- Problem description
Each line of the material should be set down exactly. Pictures are not part of the copy.

- Entries supplied
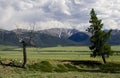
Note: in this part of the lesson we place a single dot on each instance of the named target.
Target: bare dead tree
(25, 43)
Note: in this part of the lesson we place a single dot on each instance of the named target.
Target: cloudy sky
(57, 13)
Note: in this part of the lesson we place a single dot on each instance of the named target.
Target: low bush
(61, 68)
(43, 66)
(71, 67)
(110, 67)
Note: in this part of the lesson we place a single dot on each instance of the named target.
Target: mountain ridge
(53, 37)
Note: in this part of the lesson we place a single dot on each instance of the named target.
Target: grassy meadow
(60, 56)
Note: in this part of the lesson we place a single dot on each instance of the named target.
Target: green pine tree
(99, 38)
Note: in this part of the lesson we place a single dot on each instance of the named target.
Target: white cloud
(58, 13)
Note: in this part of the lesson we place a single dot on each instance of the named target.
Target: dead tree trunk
(104, 60)
(24, 54)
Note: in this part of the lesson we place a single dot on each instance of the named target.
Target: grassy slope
(54, 53)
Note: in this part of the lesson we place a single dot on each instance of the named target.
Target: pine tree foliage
(99, 37)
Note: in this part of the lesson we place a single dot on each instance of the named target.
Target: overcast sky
(57, 13)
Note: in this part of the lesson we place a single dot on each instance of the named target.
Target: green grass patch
(110, 68)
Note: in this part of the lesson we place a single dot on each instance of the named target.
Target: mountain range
(52, 37)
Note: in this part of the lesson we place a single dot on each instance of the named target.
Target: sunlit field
(54, 55)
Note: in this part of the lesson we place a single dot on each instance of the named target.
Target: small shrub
(110, 67)
(71, 67)
(43, 66)
(61, 68)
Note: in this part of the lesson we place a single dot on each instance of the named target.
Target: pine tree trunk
(104, 60)
(24, 55)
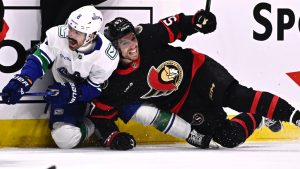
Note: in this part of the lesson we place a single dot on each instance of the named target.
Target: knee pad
(87, 128)
(230, 136)
(164, 121)
(237, 130)
(66, 136)
(145, 114)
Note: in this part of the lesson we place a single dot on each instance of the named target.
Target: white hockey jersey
(72, 66)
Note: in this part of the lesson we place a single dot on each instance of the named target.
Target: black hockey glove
(201, 141)
(120, 141)
(66, 94)
(204, 22)
(16, 88)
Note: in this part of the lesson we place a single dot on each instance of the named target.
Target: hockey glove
(201, 141)
(204, 22)
(67, 93)
(16, 88)
(120, 141)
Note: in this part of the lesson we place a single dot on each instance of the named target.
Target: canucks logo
(163, 80)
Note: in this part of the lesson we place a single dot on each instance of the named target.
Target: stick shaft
(207, 6)
(50, 93)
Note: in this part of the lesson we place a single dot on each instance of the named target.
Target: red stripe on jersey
(242, 123)
(253, 120)
(199, 59)
(135, 65)
(272, 107)
(255, 102)
(105, 117)
(171, 34)
(102, 106)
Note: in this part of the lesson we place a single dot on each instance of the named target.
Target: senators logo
(164, 80)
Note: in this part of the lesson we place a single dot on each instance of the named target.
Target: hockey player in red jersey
(164, 86)
(3, 25)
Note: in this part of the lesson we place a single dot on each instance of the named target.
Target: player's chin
(73, 47)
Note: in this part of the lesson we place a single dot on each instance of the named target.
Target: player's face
(76, 38)
(128, 45)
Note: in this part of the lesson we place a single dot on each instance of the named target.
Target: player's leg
(235, 131)
(217, 85)
(68, 125)
(266, 104)
(172, 124)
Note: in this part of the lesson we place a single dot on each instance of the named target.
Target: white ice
(251, 155)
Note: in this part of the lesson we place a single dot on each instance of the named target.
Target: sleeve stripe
(41, 63)
(93, 84)
(46, 56)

- Task output
Note: in this part of the lesson we place a single dot on each instance of the named target.
Target: bare dead tree
(25, 43)
Note: in this part of the lesson we place a single dot on each instance of the named target.
Target: cloudy sky
(57, 13)
Note: in this part of the lesson we place a single dot on each instance of the named target.
Target: low bush
(61, 68)
(43, 66)
(71, 67)
(110, 67)
Note: in this part of the lesson we place a single dot on each instance of the named target.
Target: mountain ridge
(53, 37)
Note: in this part of the lesson we place a single dot on each instance of the named target.
Target: grassy meadow
(60, 56)
Note: in this part of the lesson we place a single dot on each instance of the named target.
Target: green pine tree
(99, 38)
Note: in this part of the lesson we place a single dot on each instance of the named target.
Target: white cloud
(58, 13)
Note: in this part of the lesson we place a single dot on each instance of the named target.
Target: dead tree trunk
(104, 60)
(24, 54)
Note: in this part of the lesson we place a single dot on each instance of the named target.
Target: grassy slope
(54, 53)
Note: in this part of the lesson we place a single dot on each instance of the named target.
Target: pine tree foliage
(99, 37)
Note: in this part of the lesson we place a single dot on each instance of the named target.
Target: overcast sky
(57, 13)
Note: in this part of the lesson we place a single dot on each instance of the named target.
Target: green grass patch
(110, 68)
Note: in this part of the lesson we place a single dot on each instance of the named target.
Target: mountain range
(52, 37)
Note: in this part of the lesson we place a single dot on each instance of the named target.
Target: sunlit field
(54, 55)
Note: in this part of the lesson we place a single dot on each instance of the named target.
Target: small shrub
(110, 67)
(71, 67)
(43, 66)
(61, 68)
Note: in this part of the lesson we place a single dot on each instance of the named target.
Target: pine tree trunk
(104, 60)
(24, 55)
Note: in this part of the lesson we place a single dot on each instance of the named target.
Target: knee pad
(87, 128)
(230, 136)
(164, 121)
(237, 130)
(66, 136)
(145, 114)
Note: in this part of the lesson we place a single dot on each instance of the named target.
Target: white hockey jersey
(72, 66)
Note: in this part of the lesson we place a single dot on each instance of the named target.
Target: black hockey glove
(201, 141)
(120, 141)
(66, 94)
(204, 22)
(16, 88)
Note: in this part of the lesson we place a single dot on each instance of the named target.
Target: hockey glove
(201, 141)
(204, 22)
(67, 93)
(16, 88)
(120, 141)
Note: in this part of the lesson we place a single dot on each instance of the named target.
Target: canucks logo
(163, 80)
Note: in this part of the lesson we place a single dot on each instance of the named target.
Target: stick shaft
(207, 6)
(50, 93)
Note: in this part of the lesson we place a single dot on each instance of the named target.
Target: red stripe on jersey
(242, 123)
(253, 120)
(199, 59)
(135, 65)
(272, 107)
(255, 102)
(105, 117)
(171, 34)
(102, 106)
Note: in this part of the lesson we place a single dot on each instance of the named target.
Target: senators logo
(164, 80)
Note: in this part of the lesson we place a single dot on each instance of the named target.
Target: hockey player in red jersey
(164, 86)
(3, 25)
Note: in this part of the lesson we place a single dot on each instance of the named target.
Target: player's chin
(73, 47)
Note: in this part of the lesson we place a single dot on each instance of the named target.
Target: player's face
(76, 38)
(128, 45)
Note: in this part of the lesson we place a single dot on each instance of the named target.
Target: player's leg
(235, 131)
(217, 85)
(68, 125)
(266, 104)
(172, 124)
Note: in this part of the lesson we place a single dot on each instance of the named target.
Target: white ice
(251, 155)
Note: in this part of the lesson we place a single dot on each instance of the named target.
Target: sleeve stripe
(41, 63)
(93, 84)
(46, 56)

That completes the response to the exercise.